EXERCISE TASK A
List each point on which the blog post below agrees with the Mother Jones story's authors.
━━━━━ TEXT BLOCK ━━━━━
Mother Jones recently published a story by Shaun Assael and Peter Keating entitled “The USA Needs a Reckoning. Does Truth and Reconciliation Work?” My mind has raced all weekend with responses. I figured I’d put them down in writing in what I imagine will be the first and only blog post I will ever publish here on this site.
What They Got Right
First, I agree with some of their most basic points:
- Truth and Reconciliation Commissions (TRCs) are not magic.
- TRCs would generally be better described as truth commissions. (Assael and Keating are not the first to point this out. I don’t know anyone who has worked in the field of transitional justice who wouldn’t agree with this point.)
- Uncovering the truth of human rights abuses and oppression doesn’t lead directly to anyone’s definition of “reconciliation” without other work and organizing, which can take decades.
- Finally, I agree that there are people who learn a little about this stuff, claim expertise (as Assael and Keating did explicitly in the podcast on the story), and then figure out how to cash in on it without any accountability to a larger community. Assael and Keating, for example, have now written two feature articles on the Greensboro Massacre and TRC and continue to get basic facts about the events wrong.
Beyond those points, I could fill a book with the problems in the story.
━━━━━
EXERCISE TASK B
Quote every line of the named object pointing entries that follow, from start to finish, without any change.
━━━━━ RECORDS SHOWN ━━━━━
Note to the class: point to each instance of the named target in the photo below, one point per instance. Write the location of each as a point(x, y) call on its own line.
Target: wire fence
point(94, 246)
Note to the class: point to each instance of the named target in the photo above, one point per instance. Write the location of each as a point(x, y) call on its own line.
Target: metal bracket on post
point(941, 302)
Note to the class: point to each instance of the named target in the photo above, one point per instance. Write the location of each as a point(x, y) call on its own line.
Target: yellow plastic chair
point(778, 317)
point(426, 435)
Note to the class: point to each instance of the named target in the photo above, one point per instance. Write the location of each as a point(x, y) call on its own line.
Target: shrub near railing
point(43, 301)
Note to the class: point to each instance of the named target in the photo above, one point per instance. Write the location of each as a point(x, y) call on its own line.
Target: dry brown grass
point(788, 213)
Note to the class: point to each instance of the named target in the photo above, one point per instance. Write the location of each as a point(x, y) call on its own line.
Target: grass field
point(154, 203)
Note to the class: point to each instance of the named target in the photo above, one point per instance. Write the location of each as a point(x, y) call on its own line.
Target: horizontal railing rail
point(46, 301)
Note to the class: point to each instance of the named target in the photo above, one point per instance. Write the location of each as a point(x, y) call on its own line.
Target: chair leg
━━━━━
WRITTEN RESPONSE A
- Truth and Reconciliation Commissions (TRCs) are not magic.
- TRCs would generally be better described as truth commissions.
- Uncovering the truth of human rights abuses and oppression doesn't lead directly to anyone's definition of "reconciliation" without other work and organizing, which can take decades.
- Some people learn a little about this subject, claim expertise, and then figure out how to cash in on it without any accountability to a larger community.

WRITTEN RESPONSE B
Note to the class: point to each instance of the named target in the photo below, one point per instance. Write the location of each as a point(x, y) call on its own line.
Target: wire fence
point(94, 246)
Note to the class: point to each instance of the named target in the photo above, one point per instance. Write the location of each as a point(x, y) call on its own line.
Target: metal bracket on post
point(941, 302)
Note to the class: point to each instance of the named target in the photo above, one point per instance. Write the location of each as a point(x, y) call on its own line.
Target: yellow plastic chair
point(778, 317)
point(426, 435)
Note to the class: point to each instance of the named target in the photo above, one point per instance. Write the location of each as a point(x, y) call on its own line.
Target: shrub near railing
point(43, 301)
Note to the class: point to each instance of the named target in the photo above, one point per instance. Write the location of each as a point(x, y) call on its own line.
Target: dry brown grass
point(788, 213)
Note to the class: point to each instance of the named target in the photo above, one point per instance. Write the location of each as a point(x, y) call on its own line.
Target: grass field
point(154, 203)
Note to the class: point to each instance of the named target in the photo above, one point per instance. Write the location of each as a point(x, y) call on its own line.
Target: horizontal railing rail
point(46, 301)
Note to the class: point to each instance of the named target in the photo above, one point per instance. Write the location of each as a point(x, y) call on its own line.
Target: chair leg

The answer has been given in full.